**SELECTED EXCERPT:**
%%

Participants arrive and are directed up a ramp. At the top of the ramp is an extraordinary string quartet dressed in tuxedoes. Formally dressed waiters pass exquisite hors d’oeuvres and cocktails. Doors to all the studios are closed. Slowly the music becomes more modern, until it is pure cacophony, barely noticed. At precisely 8pm, a large door is slammed open. Participants enter the adjacent room, where they find a large pedestal of hammers and safety goggles. One wall has a very large mirror on it. Loud drumming can be heard coming from an adjacent room. Eventually someone tries breaking the wall between the hammer room and the room where the music seems to be coming from. Others follow suit. The entire wall is broken down, revealing its materials: styrofoam, stunt mirror. In the adjacent room is a pedestal with 16 legs of lamb on it, plus knives to carve it. Long, uncovered tables are set with other family-style makings of a meal. As participants exit, they encounter a room with a pedestal of balloons, then several pedestals each containing a single pincushion filled with pushpins. Upon breaking the balloons, a dessert is found inside.

%%

**Referring expression data:**
%%

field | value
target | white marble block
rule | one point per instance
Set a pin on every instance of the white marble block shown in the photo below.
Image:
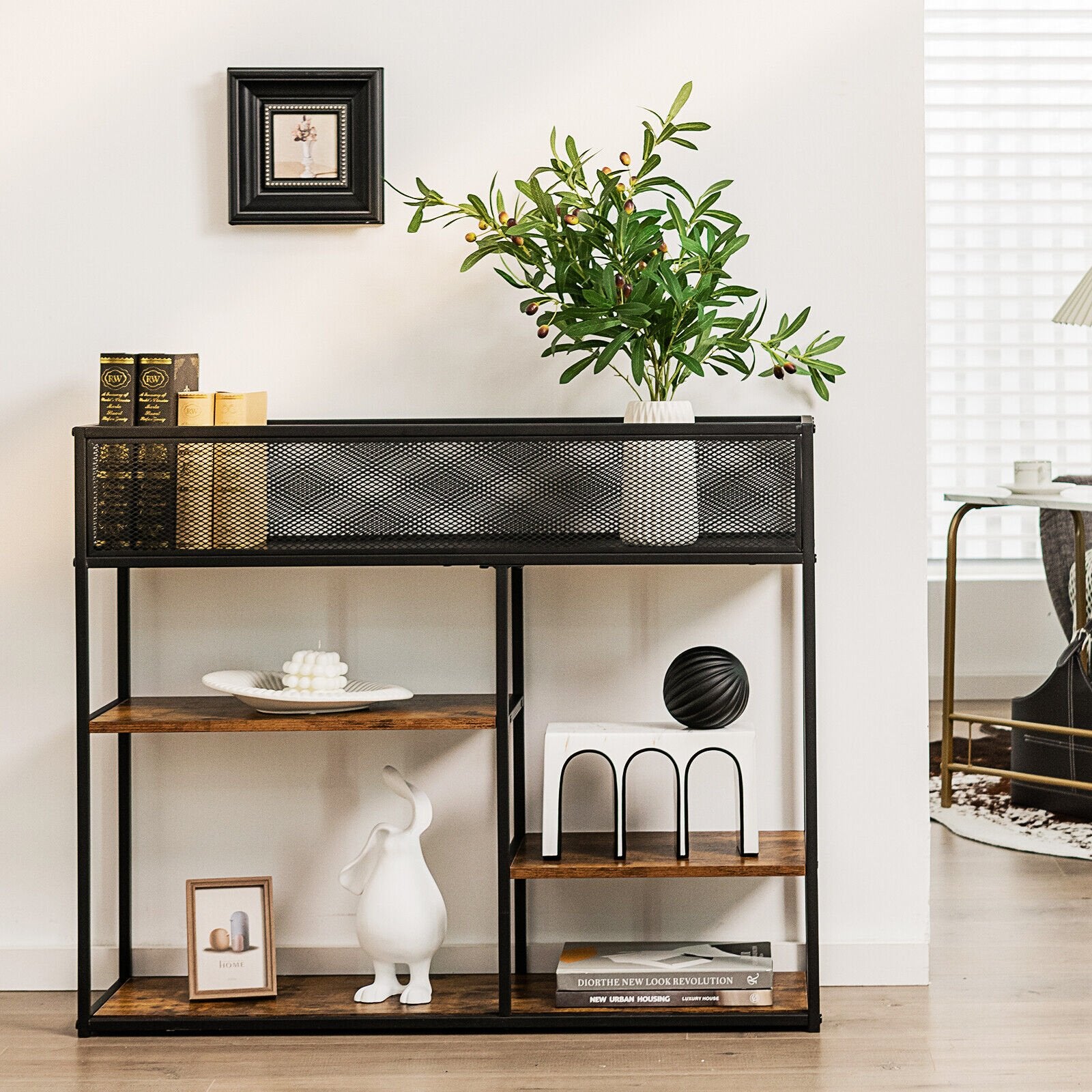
(620, 744)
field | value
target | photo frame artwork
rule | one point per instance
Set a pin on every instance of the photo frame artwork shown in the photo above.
(229, 940)
(306, 145)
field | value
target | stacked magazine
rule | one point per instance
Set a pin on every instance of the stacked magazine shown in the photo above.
(609, 975)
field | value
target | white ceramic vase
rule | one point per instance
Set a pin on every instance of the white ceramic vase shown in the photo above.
(659, 480)
(308, 162)
(401, 917)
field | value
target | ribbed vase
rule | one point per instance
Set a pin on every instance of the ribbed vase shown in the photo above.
(659, 480)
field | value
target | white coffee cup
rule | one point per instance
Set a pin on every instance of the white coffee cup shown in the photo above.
(1031, 472)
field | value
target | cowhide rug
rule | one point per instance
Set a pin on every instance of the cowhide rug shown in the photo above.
(983, 811)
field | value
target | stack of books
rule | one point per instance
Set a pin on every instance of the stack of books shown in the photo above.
(158, 495)
(659, 975)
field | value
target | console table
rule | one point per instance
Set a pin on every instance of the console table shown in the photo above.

%%

**WORK ITEM A:**
List what each pedestal holds in the event description.
**WORK ITEM B:**
Pick up the event description after its last sentence and write what comes next.

**TASK OUTPUT A:**
- Hammers and safety goggles
- 16 legs of lamb, plus knives to carve it
- Balloons
- A single pincushion filled with pushpins (one on each of several pedestals)

**TASK OUTPUT B:**
Creation
2009

'Creation' was inspired by the first few chapters of Genesis, and three scenes in particular: the creation of the Garden of Eden, with Adam tilling the soil; the creation of woman; and the expulsion and Fall. The location was chosen mainly for the use it no longer has, as the DIA Center for the Arts. This seemed appropriate for what is fundamentally a story of exile by choice. On each floor are a series of food installations that people can and must interact with in order to have a meal. On the fourth floor are the drinking components: 3,600 glasses of varying sizes and shapes; one ton of ice cubes, with 30 ice scoops mounted on the wall; one ton of roasted peanuts in the shell, in a pile; and, in the 28-foot-long elevator, a pedestal of wine, liquor and mixers. On the third floor are the savory meal components: one ton of barbecued ribs, with honey dripping on them from a honey trap mounted to the ceiling; five tables, each seating 100, with a series of pots running down the center filled with side dishes, forks, knives, toothpicks, napkins, and wetnaps; and groupings of water coolers, filled with red wine, white wine, and water. The liquor elevator descends to this floor. On the second floor are the dessert components: three felled apple trees, with their apples still on the branches; three nearly four-foot-cubed industrial bags filled with powdered sugar, with cookies buried inside and shoulder-length gloves to fish them out; and seven chocolate facsimiles of Jeff Koons ‘Rabbit’ sculpture, with hammers mounted on the pedestals to destroy them. The liquor elevator also descends to this floor. The project as a whole serves many functions: as a commentary on the artisanal, the original, the unique and the appropriated; as an exploration of ways to engage art history through a medium virtually absent from it; as a catalyst for a working interaction between viewers and objects, and viewers and each other; as a meal; and as a questioning of the boundary between art and all that exists to support it.